During each molt in the course of ontogenesis, the scape (with its muscles) and pedicel are preserved, changing only in size and/or shape; the number of segments in the flagellum usually remains the same or increases. The number of flagellomeres increases due to growth and division of the proximalmost segment; one or several additional growth zones may be present in other parts of the flagellum as well (Imms 1940). It is interesting that in some cases, the addition of segments in the proximal part of the flagellum is accompanied by necrosis and detachment of several distal segments; although the total length of the flagellum and the number of its segments usually increase. The remaining tissues of the dead flagellomeres are not completely resorbed but are shed together with the exuvia, so that this type of molt can be revealed by examination of exuviae (by contrast with similar processes in the legs of some insects, when all the remains are resorbed). In the antenna molting in this way, the apical flagellomere has no specific morphological features, because during each molt one of the middle segments becomes the apical one. In some cases, the shedding of the distal portion of the flagellum may be explained by purely mechanical reasons: the apical portion of the flagellum may be so thin that it gets torn off during ecdysis and remains within the old cuticle. In some cases, however, the tissues are severed at such a level where the thickness of the flagellum would not hinder its molt, and not during ecdysis but long before it (Kluge, 2010d: fig. 24). Molts with such a predetermined loss of the distal portion of the flagellum are known in Triplura (both in Zygentoma and in Microcoryphia), Ephemeroptera, and Plecoptera. Judging by the systematic position of these taxa, this paradoxical way of flagellum growth is primitive for Amyocerata.

----

**TASKS TO CARRY OUT**
A – Condense the paragraph beginning "During each molt in the course of ontogenesis" of the antennal molting text into a bulleted list that keeps its main facts.
B – Answer these questions using the antennal molting text:
(i) The growth and division of which segment increases the number of flagellomeres?
(ii) What happens to the remaining tissues of the dead flagellomeres?
(iii) In which taxa are molts with a predetermined loss of the distal portion of the flagellum known?
C – Extend the antennal molting text by writing what follows its final sentence.
The lines that come after this text are not needed for any of this work.

----

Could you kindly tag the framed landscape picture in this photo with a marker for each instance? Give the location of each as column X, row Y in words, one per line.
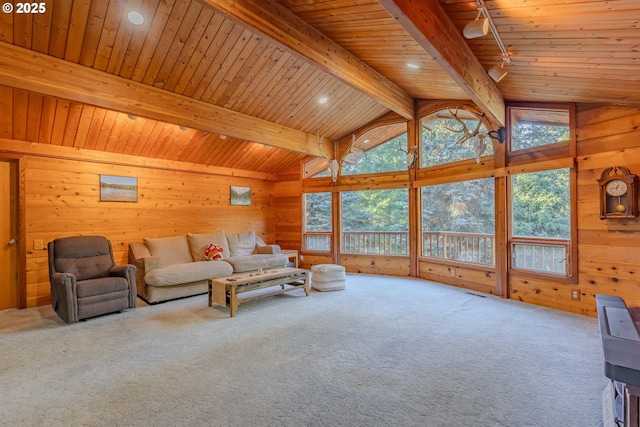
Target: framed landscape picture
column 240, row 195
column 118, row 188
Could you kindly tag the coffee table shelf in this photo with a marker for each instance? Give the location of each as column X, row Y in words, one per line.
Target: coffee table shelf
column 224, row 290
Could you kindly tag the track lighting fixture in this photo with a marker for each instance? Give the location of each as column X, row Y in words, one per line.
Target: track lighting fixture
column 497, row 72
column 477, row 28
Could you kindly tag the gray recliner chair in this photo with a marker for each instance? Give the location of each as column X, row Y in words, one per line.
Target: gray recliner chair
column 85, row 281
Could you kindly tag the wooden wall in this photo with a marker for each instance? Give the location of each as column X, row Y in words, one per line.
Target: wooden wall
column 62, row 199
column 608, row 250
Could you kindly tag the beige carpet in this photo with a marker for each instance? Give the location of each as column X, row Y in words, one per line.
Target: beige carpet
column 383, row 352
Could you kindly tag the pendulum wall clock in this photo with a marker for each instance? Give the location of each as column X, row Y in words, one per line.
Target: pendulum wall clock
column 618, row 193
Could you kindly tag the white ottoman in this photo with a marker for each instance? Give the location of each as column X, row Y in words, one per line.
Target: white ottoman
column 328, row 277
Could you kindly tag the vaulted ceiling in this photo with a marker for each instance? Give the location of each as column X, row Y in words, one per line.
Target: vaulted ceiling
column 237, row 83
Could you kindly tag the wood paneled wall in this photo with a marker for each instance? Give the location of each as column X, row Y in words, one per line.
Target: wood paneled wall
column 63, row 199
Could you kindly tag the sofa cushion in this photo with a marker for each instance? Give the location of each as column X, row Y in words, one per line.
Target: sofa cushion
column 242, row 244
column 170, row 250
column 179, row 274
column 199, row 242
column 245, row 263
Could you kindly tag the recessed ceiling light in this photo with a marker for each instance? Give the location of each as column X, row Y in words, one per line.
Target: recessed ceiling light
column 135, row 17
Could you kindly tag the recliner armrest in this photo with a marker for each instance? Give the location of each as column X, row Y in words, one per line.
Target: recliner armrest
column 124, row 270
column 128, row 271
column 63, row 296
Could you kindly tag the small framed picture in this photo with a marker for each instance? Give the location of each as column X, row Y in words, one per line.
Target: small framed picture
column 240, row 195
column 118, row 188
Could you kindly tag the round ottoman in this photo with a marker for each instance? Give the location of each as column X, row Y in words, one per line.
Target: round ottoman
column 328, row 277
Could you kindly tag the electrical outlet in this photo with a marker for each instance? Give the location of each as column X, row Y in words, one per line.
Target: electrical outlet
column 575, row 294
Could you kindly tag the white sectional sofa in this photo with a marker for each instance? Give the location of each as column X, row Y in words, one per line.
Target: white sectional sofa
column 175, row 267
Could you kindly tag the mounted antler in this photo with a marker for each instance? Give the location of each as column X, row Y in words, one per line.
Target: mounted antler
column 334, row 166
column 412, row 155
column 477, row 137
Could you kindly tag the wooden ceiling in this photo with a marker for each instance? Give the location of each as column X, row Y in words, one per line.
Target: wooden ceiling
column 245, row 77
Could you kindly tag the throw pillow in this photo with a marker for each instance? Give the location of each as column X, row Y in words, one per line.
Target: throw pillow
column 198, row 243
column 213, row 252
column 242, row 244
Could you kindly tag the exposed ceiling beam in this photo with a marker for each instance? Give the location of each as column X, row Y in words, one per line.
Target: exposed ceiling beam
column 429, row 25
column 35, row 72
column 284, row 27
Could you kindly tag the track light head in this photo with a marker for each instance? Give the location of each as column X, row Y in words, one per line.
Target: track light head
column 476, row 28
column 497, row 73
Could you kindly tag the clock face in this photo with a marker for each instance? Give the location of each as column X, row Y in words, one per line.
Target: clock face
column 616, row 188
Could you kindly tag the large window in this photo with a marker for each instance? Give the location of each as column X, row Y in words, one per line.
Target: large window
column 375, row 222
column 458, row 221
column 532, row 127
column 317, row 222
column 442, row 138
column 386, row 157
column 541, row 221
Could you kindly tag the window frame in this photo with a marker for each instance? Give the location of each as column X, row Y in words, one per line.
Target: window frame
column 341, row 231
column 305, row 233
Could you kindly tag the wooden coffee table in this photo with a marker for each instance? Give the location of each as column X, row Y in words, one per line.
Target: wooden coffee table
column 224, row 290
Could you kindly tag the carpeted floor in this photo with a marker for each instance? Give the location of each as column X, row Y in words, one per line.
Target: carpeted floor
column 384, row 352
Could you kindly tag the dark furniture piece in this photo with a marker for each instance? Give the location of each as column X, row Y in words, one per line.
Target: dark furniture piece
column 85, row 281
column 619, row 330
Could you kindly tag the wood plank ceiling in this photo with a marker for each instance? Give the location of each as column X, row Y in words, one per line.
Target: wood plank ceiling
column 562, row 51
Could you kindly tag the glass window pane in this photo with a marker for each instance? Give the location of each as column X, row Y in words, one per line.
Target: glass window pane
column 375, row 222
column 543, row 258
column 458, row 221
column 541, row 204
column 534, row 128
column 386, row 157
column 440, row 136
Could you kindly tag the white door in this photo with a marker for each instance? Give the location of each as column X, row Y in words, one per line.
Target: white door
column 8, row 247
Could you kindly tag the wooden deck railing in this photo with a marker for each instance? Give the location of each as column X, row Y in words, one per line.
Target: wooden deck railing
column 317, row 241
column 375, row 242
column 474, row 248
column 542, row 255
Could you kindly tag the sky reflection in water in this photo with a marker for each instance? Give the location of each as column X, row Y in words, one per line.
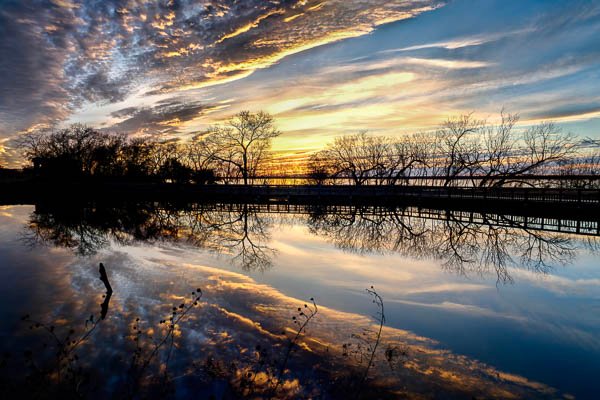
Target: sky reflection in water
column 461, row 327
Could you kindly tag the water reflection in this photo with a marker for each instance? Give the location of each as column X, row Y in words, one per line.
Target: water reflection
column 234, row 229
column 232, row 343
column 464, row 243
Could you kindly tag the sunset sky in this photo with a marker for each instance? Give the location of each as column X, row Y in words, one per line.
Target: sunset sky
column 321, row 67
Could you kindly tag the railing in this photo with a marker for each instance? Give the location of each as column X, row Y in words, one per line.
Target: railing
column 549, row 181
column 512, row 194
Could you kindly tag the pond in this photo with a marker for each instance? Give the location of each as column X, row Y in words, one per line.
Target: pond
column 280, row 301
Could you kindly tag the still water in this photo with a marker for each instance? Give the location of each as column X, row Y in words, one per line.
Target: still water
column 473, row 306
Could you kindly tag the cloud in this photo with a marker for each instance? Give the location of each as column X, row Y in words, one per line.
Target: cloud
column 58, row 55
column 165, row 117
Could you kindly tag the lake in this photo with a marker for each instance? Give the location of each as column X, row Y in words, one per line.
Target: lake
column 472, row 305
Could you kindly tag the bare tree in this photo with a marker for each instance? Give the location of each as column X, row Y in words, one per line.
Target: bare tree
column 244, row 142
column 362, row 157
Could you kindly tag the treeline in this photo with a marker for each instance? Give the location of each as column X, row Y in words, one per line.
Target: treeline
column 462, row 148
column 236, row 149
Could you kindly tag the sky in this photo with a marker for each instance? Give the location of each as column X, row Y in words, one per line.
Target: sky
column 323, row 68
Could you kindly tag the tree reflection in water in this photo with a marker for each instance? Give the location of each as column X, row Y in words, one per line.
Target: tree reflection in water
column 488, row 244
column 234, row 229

----

**ANSWERS BY TASK**
A –
- At each molt, the scape (with its muscles) and pedicel are kept, changing only in size and/or shape. The flagellum's segment count usually stays the same or increases.
- New flagellomeres arise from growth and division of the proximalmost segment. Other growth zones may also occur elsewhere in the flagellum (Imms 1940).
- Sometimes proximal segments are added while several distal segments undergo necrosis and detach. Overall flagellum length and segment number usually still increase.
- Tissues of the dead flagellomeres are not fully resorbed. They are shed with the exuvia, so this molt type can be detected by examining exuviae. In contrast, in the legs of some insects, all remains are resorbed.
- In such antennae, the apical flagellomere has no specific morphological features, since a middle segment becomes apical at each molt.
- Loss of the distal portion may be purely mechanical: a very thin tip can tear off during ecdysis and stay in the old cuticle.
- In other cases, tissues are severed long before ecdysis, at a level where flagellum thickness would not hinder molting (Kluge, 2010d: fig. 24).
- Molts with this predetermined distal loss are known in Triplura (Zygentoma and Microcoryphia), Ephemeroptera, and Plecoptera. From these taxa's systematic position, this way of flagellum growth is judged primitive for Amyocerata.

B –
(i) The proximalmost segment of the flagellum.
(ii) They are not completely resorbed but are shed together with the exuvia.
(iii) Triplura (both Zygentoma and Microcoryphia), Ephemeroptera, and Plecoptera.

C –
A similar process of addition of proximal segments and loss of distal ones is observed in the multisegmented caudalii of Triplura, Ephemeroptera, and Plecoptera.

In mayflies (Ephemeroptera), the multisegmented flagellum of the larva is transformed into a thin non-segmented annulate flagellum of the subimago during the penultimate molt. As in the preceding larval molts, the distal portion of the living tissues of the flagellum is lost and remains in the larval exuvia. This happens regardless of whether or not the total length of the flagellum decreases.

In Odonata, many Polyneoptera (Embioptera, Isoptera, Dermatoptera, Spectra, etc.), and all the Parametabola the antennal flagellum has a permanent apex which is not shed during molts. To all appearances, this mode of development was acquired independently in different phylogenetic lineages. In Cercopoidea (which belong to Parametabola) the last molt is accompanied by a process externally resembling the larval-subimaginal transformation of the flagellum in mayflies: the 7-segmented flagellum of the larva is transformed into the non-segmented one of the adult; however, contrary to the situation in mayflies, no tissues are lost. In the taxon Gallinsecta (also belonging to Parametabola) the entire antenna undergoes an unusual transformation during which the distal portion of the flagellum is necrotized and detached (see 3.3); in spite of this, the antenna may possess some apical structures peculiar for the ultimate flagellomere (Kluge, 2010d).

In all insects with complete metamorphosis (Metabola) the larval antenna has lost its original morphology typical of Amyocerata (see 3.2). Despite the extensive transformations taking place during molts from the larva to the pupa and then to the adult, no antennal tissues are necrotized or detached. It is generally assumed that complete metamorphosis differs from other types in more profound necrotic processes; however, the situation with the distal portion of the antenna is exactly opposite: the initial mode of antenna development in Amyocerata involves necrosis whereas in Metabola this feature has been lost.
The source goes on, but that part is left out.